(To be done):
(1) In the forum thread on character encoding, which two variables should you check after running env or locale to find what your terminal accepts as input?
(2) Extend the forum thread on character encoding from its last sentence onward.

Imagine you want to cypher a text, you can have a table with a column with the char you really want to be the meaning and another column with the obscured representation, what you write is the obscured thing, but when you read you take out that table to translate to the original meaning. Computers do sort of the same thing with the translation from bits to letters. But there are many tables, it depends on the languages to read and write.

Aaron “Abolish ICE” Madlon-Kay@mastodon.social · 13 days ago

@akunohana The compiler doesn’t need to know that 0x18 is CAN; that knowledge is embedded in whatever decided that the data you’re inspecting is UTF-8 or ASCII.

The content of your original post has been replaced with a link that I can’t open so I can’t go back and confirm where you said the data was coming from. But if the data was some other exotic encoding then 0x18 would mean something else in the context of that data.

printf("%s", name);@piefed.blahaj.zone · 13 days ago

Oh, maybe I messed something up when editing… Here’s what I wrote:

I was experimenting with sanitizing user input In other words, I’m simply prompting for user input, read to a character array with fgets.

What it “that thing” that decided the encoding?

Aaron “Abolish ICE” Madlon-Kay@mastodon.social · 13 days ago

@akunohana OK that’s a pretty good question then. In that case the encoding is determined by your terminal (or if not terminal then execution environment). Try invoking env (or locale) and looking at LANG and LC_ALL; those should tell you what your terminal accepts as input and passes along to your program.

(Raw data):
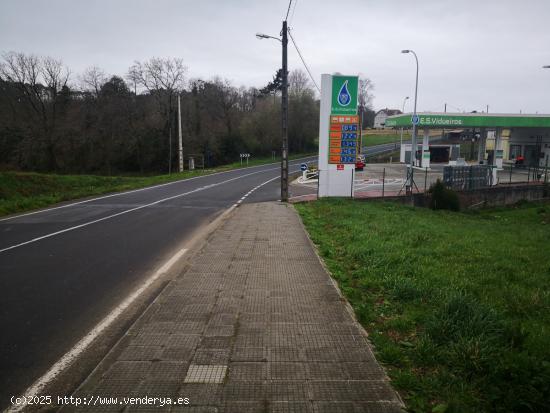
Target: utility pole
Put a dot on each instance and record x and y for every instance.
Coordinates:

(Results of the exercise):
(1) LANG and LC_ALL.

(2)
printf("%s", name);@piefed.blahaj.zone · 13 days ago

Sweet! I think this is the answer that I was looking for, although my post is poorly phrased. 😅

Does this mean that in theory, there could arise problems with portability? 98-ish percent of all systems use Unicode, but if I were to run my program on an obscure system whose underlying character encoding is not Unicode or some superset of ASCII, I assume it would return other values?

Aaron “Abolish ICE” Madlon-Kay@mastodon.social · 13 days ago

@akunohana Yes! Although I would say that ASCII is a pretty safe assumption and it’s really anything above the top of ASCII that you need to account for (document as a requirement for your program, or take steps to ensure the OS uses the right encoding if you are packaging something for distribution)